Stored entries:

Content starts

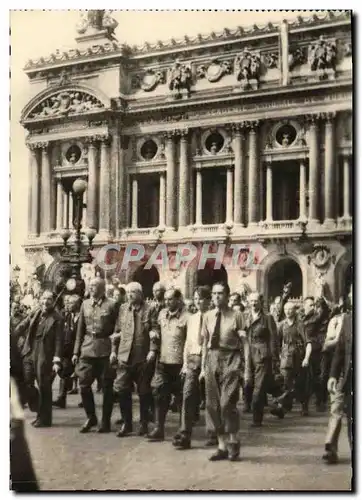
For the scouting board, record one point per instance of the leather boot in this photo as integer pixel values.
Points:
(107, 408)
(125, 403)
(90, 410)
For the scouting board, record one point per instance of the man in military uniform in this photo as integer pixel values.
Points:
(171, 330)
(192, 368)
(222, 331)
(290, 332)
(73, 304)
(42, 353)
(135, 354)
(92, 348)
(262, 355)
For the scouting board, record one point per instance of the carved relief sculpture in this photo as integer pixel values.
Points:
(247, 70)
(65, 103)
(215, 71)
(180, 79)
(323, 57)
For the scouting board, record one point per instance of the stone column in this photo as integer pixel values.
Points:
(329, 170)
(92, 216)
(239, 175)
(302, 191)
(104, 186)
(171, 181)
(162, 200)
(269, 191)
(313, 169)
(346, 188)
(198, 218)
(253, 201)
(34, 192)
(184, 182)
(229, 195)
(121, 198)
(46, 189)
(134, 203)
(60, 207)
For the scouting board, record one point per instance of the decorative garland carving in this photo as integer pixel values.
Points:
(66, 103)
(247, 68)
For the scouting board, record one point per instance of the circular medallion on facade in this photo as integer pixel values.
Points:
(286, 135)
(73, 154)
(214, 143)
(149, 149)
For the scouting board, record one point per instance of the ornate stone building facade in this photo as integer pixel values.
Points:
(241, 136)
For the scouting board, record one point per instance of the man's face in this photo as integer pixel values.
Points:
(219, 296)
(96, 289)
(201, 304)
(171, 301)
(289, 310)
(308, 306)
(255, 302)
(133, 296)
(158, 294)
(46, 302)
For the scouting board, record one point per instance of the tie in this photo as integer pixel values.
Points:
(200, 330)
(215, 338)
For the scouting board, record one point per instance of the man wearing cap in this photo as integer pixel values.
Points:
(92, 349)
(135, 354)
(42, 354)
(223, 332)
(171, 330)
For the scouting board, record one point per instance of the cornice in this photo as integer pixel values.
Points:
(114, 49)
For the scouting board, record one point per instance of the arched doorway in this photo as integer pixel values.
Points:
(208, 276)
(280, 273)
(147, 278)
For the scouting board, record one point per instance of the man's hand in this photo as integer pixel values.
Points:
(332, 385)
(151, 356)
(305, 363)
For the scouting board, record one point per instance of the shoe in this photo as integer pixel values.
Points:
(89, 423)
(183, 444)
(59, 403)
(256, 424)
(156, 435)
(38, 423)
(278, 411)
(124, 431)
(143, 429)
(104, 429)
(233, 451)
(219, 455)
(212, 441)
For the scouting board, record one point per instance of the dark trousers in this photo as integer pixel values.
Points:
(89, 369)
(222, 383)
(39, 400)
(128, 375)
(166, 382)
(190, 395)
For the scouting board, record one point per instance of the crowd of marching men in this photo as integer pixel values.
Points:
(185, 356)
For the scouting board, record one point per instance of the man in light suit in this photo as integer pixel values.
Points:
(134, 352)
(42, 354)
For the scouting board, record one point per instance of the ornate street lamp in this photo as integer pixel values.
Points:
(77, 253)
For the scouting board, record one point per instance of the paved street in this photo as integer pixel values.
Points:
(284, 455)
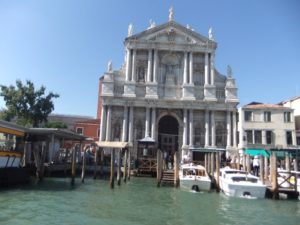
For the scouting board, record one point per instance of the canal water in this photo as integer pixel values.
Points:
(138, 202)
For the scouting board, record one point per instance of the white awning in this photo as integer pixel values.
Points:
(113, 144)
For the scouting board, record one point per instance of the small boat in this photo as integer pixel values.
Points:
(238, 183)
(194, 178)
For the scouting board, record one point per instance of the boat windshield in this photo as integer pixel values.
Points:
(247, 179)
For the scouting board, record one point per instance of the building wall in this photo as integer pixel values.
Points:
(277, 125)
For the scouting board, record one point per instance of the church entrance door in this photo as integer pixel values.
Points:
(168, 129)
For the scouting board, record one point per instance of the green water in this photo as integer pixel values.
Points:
(138, 201)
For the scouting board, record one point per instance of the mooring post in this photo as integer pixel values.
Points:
(83, 166)
(248, 163)
(217, 172)
(244, 162)
(101, 162)
(112, 168)
(274, 176)
(261, 168)
(158, 167)
(129, 165)
(125, 165)
(119, 167)
(73, 166)
(176, 169)
(95, 162)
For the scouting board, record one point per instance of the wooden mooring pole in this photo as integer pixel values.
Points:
(73, 166)
(125, 165)
(217, 172)
(119, 167)
(112, 168)
(95, 163)
(83, 166)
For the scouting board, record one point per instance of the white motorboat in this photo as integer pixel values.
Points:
(194, 178)
(239, 183)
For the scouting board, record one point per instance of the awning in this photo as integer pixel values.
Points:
(204, 150)
(254, 152)
(113, 144)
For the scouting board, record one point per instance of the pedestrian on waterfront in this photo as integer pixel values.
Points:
(256, 165)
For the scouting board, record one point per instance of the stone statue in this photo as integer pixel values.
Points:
(210, 34)
(152, 24)
(171, 14)
(130, 30)
(229, 71)
(109, 66)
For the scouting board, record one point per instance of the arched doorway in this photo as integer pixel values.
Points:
(168, 130)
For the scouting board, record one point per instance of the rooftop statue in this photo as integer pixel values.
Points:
(109, 66)
(171, 14)
(229, 71)
(210, 34)
(130, 30)
(152, 24)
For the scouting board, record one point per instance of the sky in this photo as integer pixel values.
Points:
(65, 45)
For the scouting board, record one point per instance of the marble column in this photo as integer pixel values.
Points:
(103, 123)
(212, 69)
(206, 128)
(228, 129)
(185, 70)
(206, 77)
(133, 78)
(155, 66)
(153, 122)
(234, 129)
(108, 124)
(128, 64)
(147, 122)
(125, 122)
(130, 124)
(185, 123)
(191, 81)
(213, 129)
(191, 122)
(149, 70)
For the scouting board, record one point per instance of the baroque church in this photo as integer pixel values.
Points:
(169, 90)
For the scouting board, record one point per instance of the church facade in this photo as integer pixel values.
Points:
(169, 89)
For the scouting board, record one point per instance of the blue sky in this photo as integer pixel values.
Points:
(66, 44)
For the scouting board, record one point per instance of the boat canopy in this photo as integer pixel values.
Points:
(254, 152)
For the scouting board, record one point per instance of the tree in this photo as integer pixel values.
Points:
(30, 106)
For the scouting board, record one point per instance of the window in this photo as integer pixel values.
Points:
(248, 116)
(267, 116)
(287, 117)
(289, 139)
(249, 136)
(79, 130)
(268, 137)
(257, 136)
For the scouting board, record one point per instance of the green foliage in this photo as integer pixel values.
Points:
(30, 106)
(56, 124)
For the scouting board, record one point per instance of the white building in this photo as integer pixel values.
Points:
(294, 103)
(266, 126)
(170, 90)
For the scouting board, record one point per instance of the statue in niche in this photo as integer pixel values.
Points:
(170, 62)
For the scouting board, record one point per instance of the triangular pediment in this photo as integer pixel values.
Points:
(170, 32)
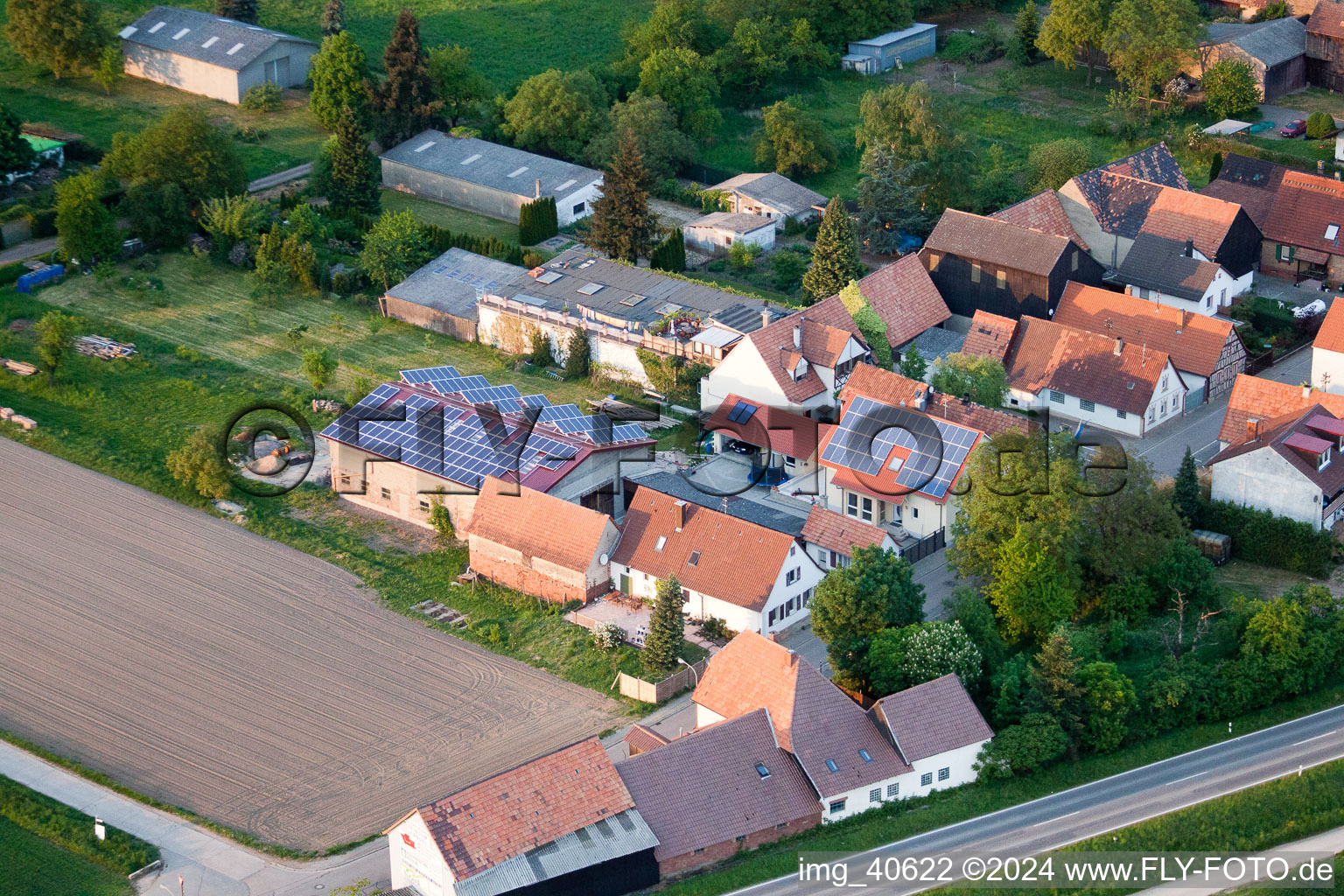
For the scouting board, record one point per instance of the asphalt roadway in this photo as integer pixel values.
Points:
(1118, 801)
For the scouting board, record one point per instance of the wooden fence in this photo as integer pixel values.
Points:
(666, 690)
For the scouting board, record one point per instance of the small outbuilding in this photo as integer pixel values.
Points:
(211, 55)
(718, 231)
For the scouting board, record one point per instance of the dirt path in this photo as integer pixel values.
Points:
(250, 682)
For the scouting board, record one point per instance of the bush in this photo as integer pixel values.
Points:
(263, 97)
(72, 830)
(1319, 124)
(1258, 536)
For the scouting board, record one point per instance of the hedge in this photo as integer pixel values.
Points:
(1263, 537)
(72, 830)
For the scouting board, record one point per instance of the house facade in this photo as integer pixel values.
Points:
(752, 578)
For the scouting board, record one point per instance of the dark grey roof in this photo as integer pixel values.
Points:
(480, 161)
(205, 37)
(452, 281)
(774, 191)
(634, 296)
(737, 507)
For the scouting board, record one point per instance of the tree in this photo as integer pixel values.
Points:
(347, 172)
(1148, 42)
(63, 35)
(857, 602)
(460, 87)
(900, 659)
(237, 10)
(835, 256)
(403, 103)
(338, 72)
(976, 376)
(663, 147)
(200, 465)
(84, 225)
(1074, 27)
(1026, 29)
(556, 112)
(1108, 700)
(1053, 164)
(1230, 89)
(17, 153)
(159, 213)
(1186, 489)
(687, 82)
(621, 225)
(333, 18)
(110, 67)
(667, 627)
(1030, 592)
(669, 254)
(794, 143)
(182, 148)
(55, 333)
(318, 367)
(578, 355)
(393, 248)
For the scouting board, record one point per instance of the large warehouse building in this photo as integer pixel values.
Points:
(486, 178)
(210, 55)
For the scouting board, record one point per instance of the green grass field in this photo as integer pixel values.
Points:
(34, 866)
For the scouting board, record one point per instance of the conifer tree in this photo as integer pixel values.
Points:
(622, 226)
(835, 256)
(405, 103)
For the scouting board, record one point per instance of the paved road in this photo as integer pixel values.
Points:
(237, 677)
(1126, 798)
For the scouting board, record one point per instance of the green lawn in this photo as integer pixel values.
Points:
(454, 220)
(34, 866)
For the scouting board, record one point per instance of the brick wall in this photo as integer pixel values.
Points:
(689, 861)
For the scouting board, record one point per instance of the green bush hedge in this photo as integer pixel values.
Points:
(72, 830)
(1258, 536)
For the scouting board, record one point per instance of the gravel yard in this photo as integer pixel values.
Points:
(250, 682)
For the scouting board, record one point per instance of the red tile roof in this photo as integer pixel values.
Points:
(905, 298)
(990, 335)
(1043, 213)
(507, 514)
(704, 788)
(1083, 364)
(784, 431)
(1331, 336)
(1193, 341)
(1306, 207)
(734, 560)
(812, 718)
(1261, 399)
(524, 808)
(932, 718)
(839, 532)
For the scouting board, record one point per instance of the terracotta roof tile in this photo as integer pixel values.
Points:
(990, 335)
(508, 514)
(1043, 213)
(704, 788)
(840, 534)
(814, 719)
(932, 718)
(524, 808)
(710, 552)
(1193, 341)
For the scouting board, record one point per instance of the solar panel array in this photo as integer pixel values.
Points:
(870, 430)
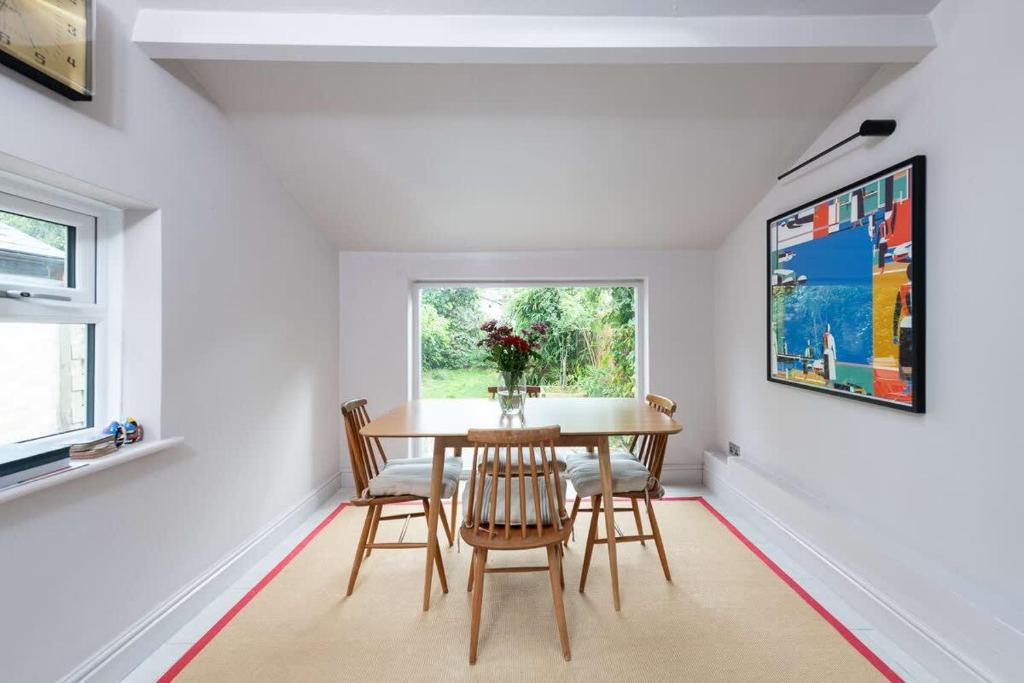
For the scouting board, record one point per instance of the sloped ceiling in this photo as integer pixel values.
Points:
(493, 157)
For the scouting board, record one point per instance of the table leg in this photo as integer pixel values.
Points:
(604, 460)
(434, 512)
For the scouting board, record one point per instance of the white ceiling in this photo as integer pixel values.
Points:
(491, 157)
(564, 7)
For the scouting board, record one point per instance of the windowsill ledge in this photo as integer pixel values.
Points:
(83, 468)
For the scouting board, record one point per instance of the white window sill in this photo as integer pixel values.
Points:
(81, 468)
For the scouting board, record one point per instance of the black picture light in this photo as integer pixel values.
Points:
(869, 128)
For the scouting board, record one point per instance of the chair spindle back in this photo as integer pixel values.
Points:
(649, 449)
(367, 455)
(523, 459)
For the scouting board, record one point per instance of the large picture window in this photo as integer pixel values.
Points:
(49, 317)
(591, 348)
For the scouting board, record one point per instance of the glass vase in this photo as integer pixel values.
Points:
(511, 396)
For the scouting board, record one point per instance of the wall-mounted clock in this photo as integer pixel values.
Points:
(50, 41)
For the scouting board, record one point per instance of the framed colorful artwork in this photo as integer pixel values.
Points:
(846, 291)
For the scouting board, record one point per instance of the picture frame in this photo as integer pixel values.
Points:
(846, 291)
(51, 43)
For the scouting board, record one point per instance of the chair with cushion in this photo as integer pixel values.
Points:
(380, 481)
(516, 501)
(635, 474)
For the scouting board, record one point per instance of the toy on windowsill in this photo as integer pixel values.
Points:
(129, 432)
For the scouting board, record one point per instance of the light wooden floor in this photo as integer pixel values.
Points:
(156, 665)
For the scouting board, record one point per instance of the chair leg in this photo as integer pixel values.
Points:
(576, 511)
(636, 515)
(657, 541)
(438, 562)
(455, 516)
(444, 523)
(595, 504)
(373, 527)
(359, 549)
(561, 565)
(554, 569)
(479, 563)
(440, 571)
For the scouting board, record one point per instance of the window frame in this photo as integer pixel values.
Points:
(95, 301)
(81, 249)
(639, 340)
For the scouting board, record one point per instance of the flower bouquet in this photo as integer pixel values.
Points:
(512, 353)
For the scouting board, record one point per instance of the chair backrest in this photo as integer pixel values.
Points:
(367, 455)
(520, 464)
(532, 391)
(649, 449)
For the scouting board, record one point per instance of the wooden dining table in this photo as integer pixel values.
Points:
(584, 422)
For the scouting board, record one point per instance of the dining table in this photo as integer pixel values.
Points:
(583, 421)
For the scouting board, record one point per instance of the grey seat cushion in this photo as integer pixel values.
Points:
(514, 513)
(628, 475)
(577, 458)
(411, 476)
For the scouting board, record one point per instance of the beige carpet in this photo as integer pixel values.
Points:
(727, 615)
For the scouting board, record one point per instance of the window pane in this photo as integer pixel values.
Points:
(590, 349)
(35, 252)
(44, 379)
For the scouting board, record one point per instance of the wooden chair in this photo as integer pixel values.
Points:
(532, 391)
(404, 480)
(515, 464)
(647, 452)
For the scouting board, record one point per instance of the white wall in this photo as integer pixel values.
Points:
(376, 313)
(925, 509)
(249, 311)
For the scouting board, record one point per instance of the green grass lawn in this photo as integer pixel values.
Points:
(468, 383)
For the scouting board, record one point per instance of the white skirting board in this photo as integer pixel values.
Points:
(742, 484)
(122, 654)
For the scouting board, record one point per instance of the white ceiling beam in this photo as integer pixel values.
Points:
(512, 39)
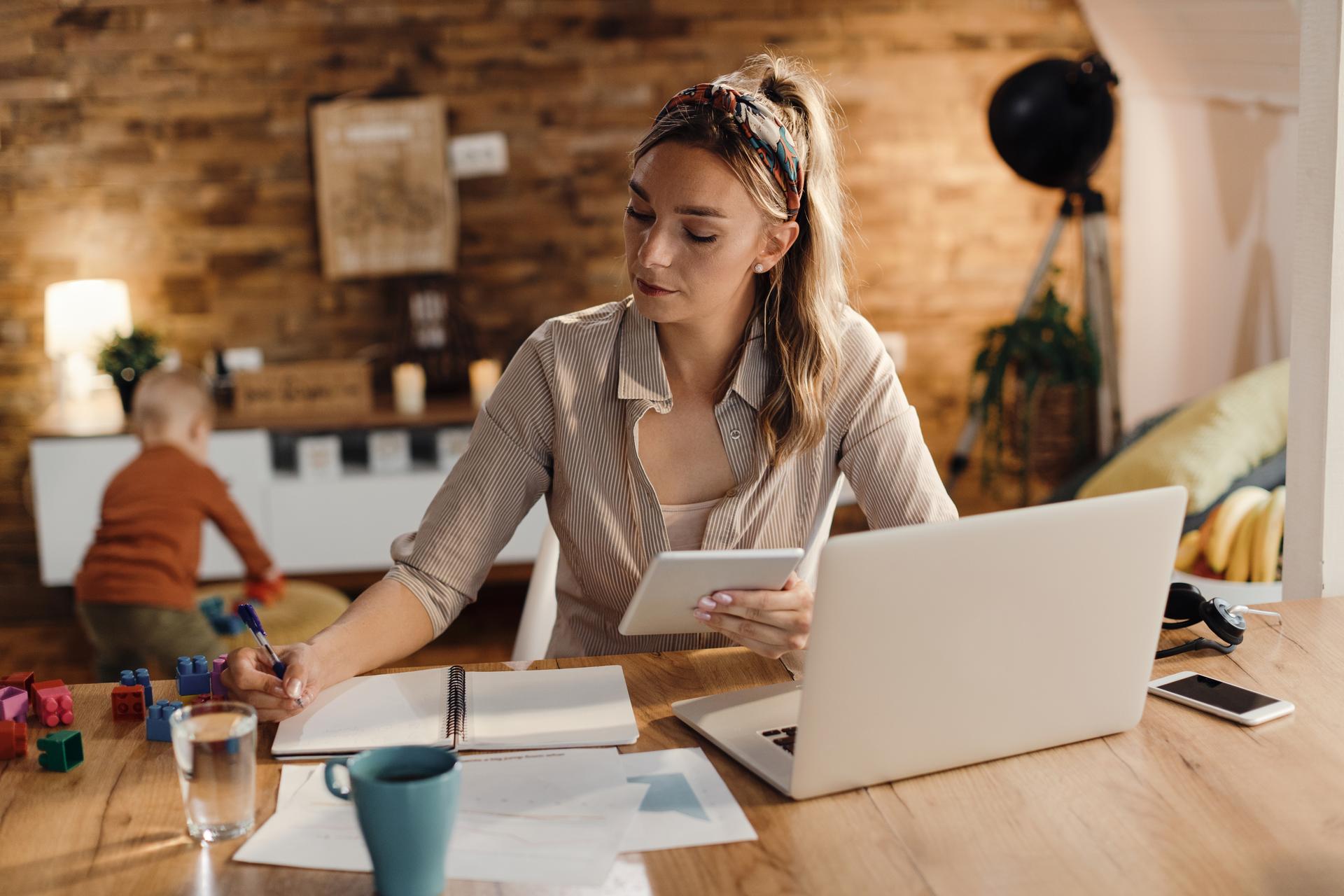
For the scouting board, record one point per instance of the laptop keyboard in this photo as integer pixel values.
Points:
(783, 738)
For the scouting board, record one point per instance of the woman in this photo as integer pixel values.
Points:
(765, 387)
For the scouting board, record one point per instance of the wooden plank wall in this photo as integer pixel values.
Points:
(166, 143)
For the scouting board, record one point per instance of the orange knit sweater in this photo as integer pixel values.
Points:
(147, 550)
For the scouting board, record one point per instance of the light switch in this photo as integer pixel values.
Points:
(479, 155)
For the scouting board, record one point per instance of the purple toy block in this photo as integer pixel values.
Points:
(217, 687)
(14, 704)
(192, 676)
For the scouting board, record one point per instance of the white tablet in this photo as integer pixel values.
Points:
(678, 580)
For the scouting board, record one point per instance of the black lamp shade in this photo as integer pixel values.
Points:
(1051, 121)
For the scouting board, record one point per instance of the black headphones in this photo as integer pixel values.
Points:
(1186, 606)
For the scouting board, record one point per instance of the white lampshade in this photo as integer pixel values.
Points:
(83, 315)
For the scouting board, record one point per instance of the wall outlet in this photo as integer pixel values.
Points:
(479, 155)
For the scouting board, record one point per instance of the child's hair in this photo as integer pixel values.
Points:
(168, 398)
(804, 296)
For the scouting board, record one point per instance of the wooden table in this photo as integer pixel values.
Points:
(1184, 802)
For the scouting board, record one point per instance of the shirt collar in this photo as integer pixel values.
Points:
(644, 377)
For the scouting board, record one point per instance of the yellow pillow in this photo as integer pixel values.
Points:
(1209, 444)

Content ends

Task instructions:
Extract from the records above the lines from the one containing "the chair leg" to the one containing "bouquet in this photo as integer pixel values.", both lines included, exactly as they appear and with nothing else.

Written answer:
For the scouting board, record one point per instance of the chair leg in this photo as integer pixel values.
Points:
(576, 511)
(636, 515)
(657, 541)
(438, 562)
(455, 516)
(444, 523)
(595, 504)
(373, 527)
(359, 549)
(561, 565)
(554, 569)
(479, 563)
(440, 571)
For the scouting board, record one point per instance of the window frame in this photo as integer pixel values.
Points:
(95, 301)
(81, 249)
(639, 340)
For the scouting board, record one point per instance of the flower bouquet in this photo as integer pixel values.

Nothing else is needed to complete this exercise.